Request
List every line in the source records that contains the word "building", matching case exactly.

Source records:
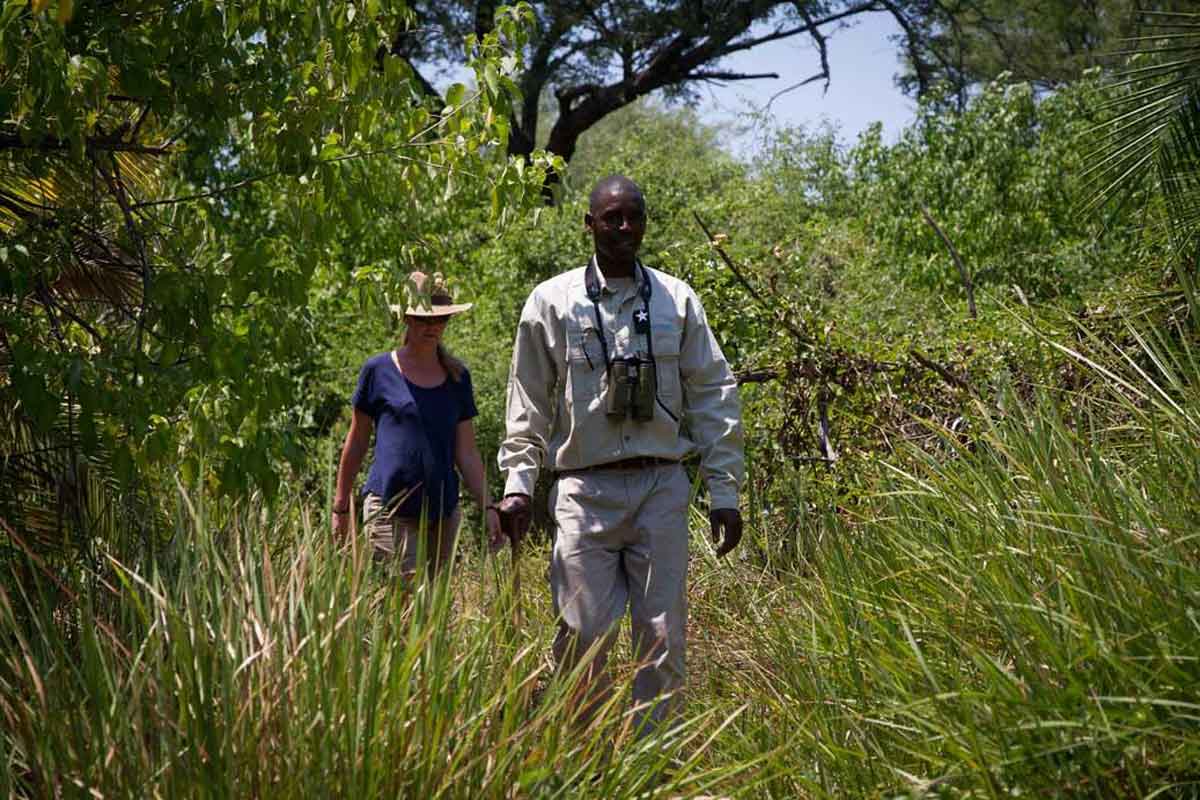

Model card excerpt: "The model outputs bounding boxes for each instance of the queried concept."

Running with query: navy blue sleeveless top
[350,353,479,517]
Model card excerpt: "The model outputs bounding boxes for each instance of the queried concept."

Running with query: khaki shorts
[362,494,462,576]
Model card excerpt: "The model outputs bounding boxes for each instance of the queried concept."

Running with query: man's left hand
[708,509,742,558]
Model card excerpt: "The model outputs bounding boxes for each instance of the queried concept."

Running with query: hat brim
[390,302,475,317]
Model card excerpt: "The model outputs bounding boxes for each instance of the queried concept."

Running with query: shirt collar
[589,255,649,295]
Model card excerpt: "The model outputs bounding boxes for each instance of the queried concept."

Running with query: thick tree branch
[0,133,172,156]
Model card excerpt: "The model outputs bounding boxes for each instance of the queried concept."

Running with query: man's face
[583,187,646,264]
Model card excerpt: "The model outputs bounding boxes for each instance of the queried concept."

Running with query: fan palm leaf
[1088,12,1200,246]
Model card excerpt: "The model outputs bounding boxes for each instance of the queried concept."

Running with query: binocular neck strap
[583,255,654,373]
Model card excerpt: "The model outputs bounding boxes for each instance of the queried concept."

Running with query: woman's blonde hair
[404,320,467,383]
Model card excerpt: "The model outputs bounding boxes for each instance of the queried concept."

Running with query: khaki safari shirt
[498,264,744,509]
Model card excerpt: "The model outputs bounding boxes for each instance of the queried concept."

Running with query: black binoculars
[606,355,658,422]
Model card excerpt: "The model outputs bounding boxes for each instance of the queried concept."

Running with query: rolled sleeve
[679,293,745,509]
[497,293,558,495]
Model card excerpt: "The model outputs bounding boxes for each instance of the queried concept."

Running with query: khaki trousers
[362,494,462,578]
[550,464,691,724]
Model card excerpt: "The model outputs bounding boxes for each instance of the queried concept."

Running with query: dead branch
[920,206,979,319]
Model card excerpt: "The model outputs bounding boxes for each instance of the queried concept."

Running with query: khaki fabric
[550,464,691,723]
[362,494,462,577]
[498,266,744,509]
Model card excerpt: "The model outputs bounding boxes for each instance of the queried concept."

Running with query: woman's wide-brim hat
[390,271,474,317]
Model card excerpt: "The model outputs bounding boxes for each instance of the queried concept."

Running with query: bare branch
[0,134,172,156]
[688,72,779,80]
[908,348,976,395]
[920,206,979,319]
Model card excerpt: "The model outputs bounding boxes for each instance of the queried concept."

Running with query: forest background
[0,0,1200,796]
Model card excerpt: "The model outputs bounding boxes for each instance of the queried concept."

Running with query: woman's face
[404,315,450,344]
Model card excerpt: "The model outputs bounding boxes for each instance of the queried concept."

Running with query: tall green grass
[0,298,1200,798]
[696,304,1200,798]
[0,495,736,798]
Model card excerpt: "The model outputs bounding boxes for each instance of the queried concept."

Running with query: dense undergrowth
[0,53,1200,798]
[0,275,1200,798]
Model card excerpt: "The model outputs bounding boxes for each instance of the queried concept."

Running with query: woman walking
[332,272,500,577]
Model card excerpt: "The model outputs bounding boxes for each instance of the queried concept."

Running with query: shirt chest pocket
[650,325,683,417]
[565,323,612,411]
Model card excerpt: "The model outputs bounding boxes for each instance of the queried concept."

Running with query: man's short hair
[588,175,646,211]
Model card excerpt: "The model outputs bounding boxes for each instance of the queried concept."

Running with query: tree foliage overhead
[392,0,914,170]
[889,0,1196,110]
[0,0,552,561]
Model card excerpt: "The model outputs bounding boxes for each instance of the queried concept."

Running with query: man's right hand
[332,504,353,542]
[497,494,533,546]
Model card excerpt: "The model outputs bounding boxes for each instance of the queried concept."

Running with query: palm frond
[1085,13,1200,227]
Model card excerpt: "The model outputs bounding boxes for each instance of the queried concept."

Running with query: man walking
[499,175,743,723]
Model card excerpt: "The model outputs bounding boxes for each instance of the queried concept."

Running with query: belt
[557,456,679,477]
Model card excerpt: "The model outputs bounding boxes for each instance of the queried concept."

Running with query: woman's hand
[332,505,350,543]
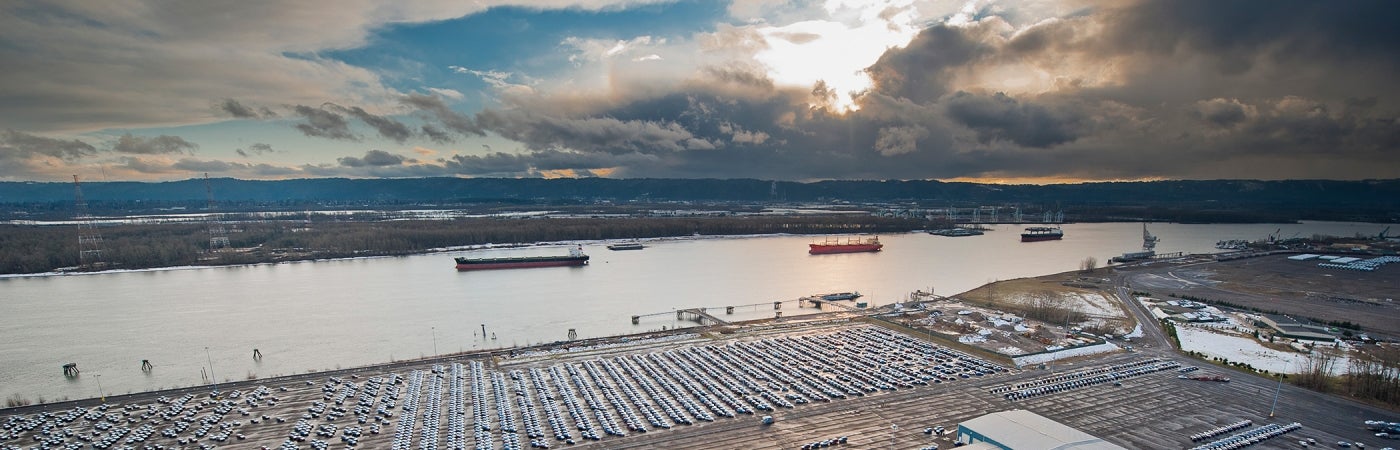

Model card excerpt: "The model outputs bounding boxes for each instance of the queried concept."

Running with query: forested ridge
[0,214,930,273]
[8,178,1400,221]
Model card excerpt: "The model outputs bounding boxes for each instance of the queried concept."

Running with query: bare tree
[1344,345,1400,404]
[1298,346,1338,393]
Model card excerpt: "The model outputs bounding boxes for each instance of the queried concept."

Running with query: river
[0,221,1385,401]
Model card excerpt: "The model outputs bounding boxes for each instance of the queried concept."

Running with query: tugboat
[455,245,588,271]
[806,236,885,255]
[1021,227,1064,243]
[1109,223,1161,262]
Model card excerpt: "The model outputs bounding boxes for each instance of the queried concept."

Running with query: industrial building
[958,409,1124,450]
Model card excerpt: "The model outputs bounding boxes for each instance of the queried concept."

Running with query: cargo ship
[454,247,588,271]
[608,241,647,250]
[1021,227,1064,243]
[806,236,885,255]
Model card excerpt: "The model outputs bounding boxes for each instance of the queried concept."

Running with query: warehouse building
[958,409,1124,450]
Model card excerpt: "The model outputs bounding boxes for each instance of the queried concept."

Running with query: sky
[0,0,1400,184]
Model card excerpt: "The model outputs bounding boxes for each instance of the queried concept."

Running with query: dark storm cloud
[293,105,352,140]
[942,91,1085,147]
[1103,0,1400,73]
[1191,98,1252,128]
[400,94,486,140]
[0,130,97,161]
[336,150,407,167]
[333,105,413,144]
[260,0,1400,179]
[868,25,993,104]
[112,133,199,154]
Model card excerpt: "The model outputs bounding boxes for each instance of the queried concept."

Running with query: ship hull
[456,257,588,272]
[806,244,885,255]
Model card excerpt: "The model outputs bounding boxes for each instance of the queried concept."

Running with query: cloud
[399,94,486,139]
[336,107,413,144]
[294,105,360,140]
[0,130,97,161]
[428,87,466,100]
[218,98,259,119]
[477,111,715,153]
[0,0,674,133]
[336,150,410,167]
[0,0,1400,179]
[941,91,1085,147]
[112,133,199,154]
[1191,98,1256,128]
[234,143,276,158]
[419,125,456,144]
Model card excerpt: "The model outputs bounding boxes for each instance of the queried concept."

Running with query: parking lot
[0,322,1400,450]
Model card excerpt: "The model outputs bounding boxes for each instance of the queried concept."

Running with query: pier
[676,308,729,325]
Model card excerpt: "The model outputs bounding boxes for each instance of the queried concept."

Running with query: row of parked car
[1191,422,1303,450]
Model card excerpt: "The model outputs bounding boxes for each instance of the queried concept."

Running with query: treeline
[8,178,1400,223]
[1292,345,1400,408]
[0,214,942,273]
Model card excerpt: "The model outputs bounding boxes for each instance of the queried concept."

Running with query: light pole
[1268,371,1284,418]
[204,346,218,397]
[95,374,106,404]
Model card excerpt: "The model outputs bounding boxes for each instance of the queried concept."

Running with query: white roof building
[958,409,1126,450]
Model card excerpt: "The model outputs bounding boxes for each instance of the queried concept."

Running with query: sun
[755,1,918,112]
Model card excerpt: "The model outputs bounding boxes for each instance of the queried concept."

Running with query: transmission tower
[204,172,228,252]
[73,175,105,269]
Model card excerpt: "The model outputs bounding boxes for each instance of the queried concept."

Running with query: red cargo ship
[455,247,588,271]
[806,236,885,255]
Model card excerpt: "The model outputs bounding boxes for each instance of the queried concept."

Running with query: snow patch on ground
[1176,325,1348,374]
[1011,342,1119,367]
[1015,292,1127,318]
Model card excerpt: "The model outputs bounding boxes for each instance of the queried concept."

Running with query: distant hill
[0,178,1400,221]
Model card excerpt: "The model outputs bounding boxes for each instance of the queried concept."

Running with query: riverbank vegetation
[0,214,942,275]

Output of the exercise
Running with query: industrial building
Running with query: warehouse building
Running with query: white roof building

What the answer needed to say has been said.